# Exercise 1
Write out the part of the Kurdistan Covid-19 report from "Abdulwahid, and Kazim" to "five million population.", word for word.
# Exercise 2
Resume the Kurdistan Covid-19 report, going on from its final sentence.

At the same time - based on orders from the KRG’s minister of the interior - the prosecutor general issued an arrest warrant against Abdulwahid on charges of “urging people not to abide by Covid-19 protection measures”.
Abdulwahid, and Kazim Faruq, head of the NG fraction in the Kurdistan parliament, declined to respond to MEE’s requests for comment.
In the days after the demonstrations, more infections and deaths due to the coronavirus were recorded on a regular daily basis in the region - while the price of surgical masks has risen to more than $12 per one pack.
Mohammed Qadir, the official spokesperson for the KRG’s health ministry, on 2 June told MEE: “We do not have any interest in playing out with Covid-19 infection data. Our data is real, accessible to the World Health Organisation, and it is predictable if compared to the region’s nearly five million population.
“The reasons behind the sudden hike in confirmed cases are there were wide gatherings at the end of Ramadan month and Eid days without self-protection measures; many people entered the region from other parts of Iraq and returned from neighbouring Iran illegally. The real danger is that the virus is everywhere in the community.”
'We understand that the current situation is adversely affecting the livelihoods of people in Kurdistan'
- Lahur Talabany, PUK
He cautioned that since most people in the demonstrations were not putting on masks or gloves and were very close to each other, infection cases were expected to rise sharply within the next two or three weeks.
The KRG’s other ruling parties - the Patriotic Union of Kurdistan (PUK) and the Change Movement (Gorran) - have different views regarding the KDP’s Covid-19 measures
“We understand that the current situation is adversely affecting the livelihoods of people in Kurdistan. We offer them our support and we are doing our utmost to ensure that they can go back to work as soon as possible while adhering to health and safety guidelines,” Lahur Talabany, co-president of the PUK, wrote in a tweet.

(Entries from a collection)
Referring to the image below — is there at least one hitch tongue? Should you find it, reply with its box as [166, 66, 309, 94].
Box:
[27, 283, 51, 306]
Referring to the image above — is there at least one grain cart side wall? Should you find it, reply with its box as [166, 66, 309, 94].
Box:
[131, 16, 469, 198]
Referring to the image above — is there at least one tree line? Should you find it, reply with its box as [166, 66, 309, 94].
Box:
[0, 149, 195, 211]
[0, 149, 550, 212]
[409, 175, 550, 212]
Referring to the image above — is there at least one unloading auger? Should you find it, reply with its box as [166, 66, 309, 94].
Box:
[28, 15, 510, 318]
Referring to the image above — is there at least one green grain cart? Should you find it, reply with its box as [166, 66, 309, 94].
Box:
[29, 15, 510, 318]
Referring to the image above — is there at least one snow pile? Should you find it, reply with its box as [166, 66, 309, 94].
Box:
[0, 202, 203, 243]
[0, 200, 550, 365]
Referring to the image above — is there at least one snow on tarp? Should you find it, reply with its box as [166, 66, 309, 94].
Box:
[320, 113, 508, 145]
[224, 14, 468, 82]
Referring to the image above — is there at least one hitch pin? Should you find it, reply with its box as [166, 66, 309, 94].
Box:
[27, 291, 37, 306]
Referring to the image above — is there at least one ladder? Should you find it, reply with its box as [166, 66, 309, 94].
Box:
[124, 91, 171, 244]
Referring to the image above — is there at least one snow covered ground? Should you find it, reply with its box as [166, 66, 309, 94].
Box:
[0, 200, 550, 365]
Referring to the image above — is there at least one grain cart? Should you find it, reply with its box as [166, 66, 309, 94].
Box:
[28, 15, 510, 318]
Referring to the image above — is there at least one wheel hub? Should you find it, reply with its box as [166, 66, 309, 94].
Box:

# Answer section 1
Abdulwahid, and Kazim Faruq, head of the NG fraction in the Kurdistan parliament, declined to respond to MEE’s requests for comment.
In the days after the demonstrations, more infections and deaths due to the coronavirus were recorded on a regular daily basis in the region - while the price of surgical masks has risen to more than $12 per one pack.
Mohammed Qadir, the official spokesperson for the KRG’s health ministry, on 2 June told MEE: “We do not have any interest in playing out with Covid-19 infection data. Our data is real, accessible to the World Health Organisation, and it is predictable if compared to the region’s nearly five million population.

# Answer section 2
Gorran’s parliamentary group in a statement said they supported the “legitimate rights” of people, calling on the KRG PM and related ministers to attend the Kurdistan parliament to discuss the issues of salaries, people’s living conditions, tackling corruption and the $27bn debt.
Abu Bakr Haladni, head of the parliamentary fraction of the Kurdistan Islamic Union (KIU), said the ruling parties had politicised the pandemic and made it a political competition and media war.
“What created suspicion for the people of Kurdistan were different responding approaches towards the pandemic by the two deferent ruling administrations within the KRG; one in Sulaymaniyah run by the PUK and the other in Erbil under the KDP,” Haladni told MEE in a phone interview.
“Authorities in both zones even announced different statements, making the pandemic a political issue.”
He added that all the other opposition parties had reacted to the pandemic with “sensitivity” and “responsibly”.
He said the opposition officials and media cooperated with the government in raising the awareness among people and urging them to abide by the prevention measures.
'The data is real'
Dr Wael Hatahet, head of the WHO’s emergency team in Iraq, said that they had been facing similar suspicions towards coronavirus data in Baghdad.
“The KRG’s Covid-19 data is accessible to the WHO, yes, I want to confirm to people the data is real,” Hatahet told MEE during a phone interview.
He added, however, that it was too soon to judge if the new spike was representative of a second wave of the virus, or if it was just isolated incidents.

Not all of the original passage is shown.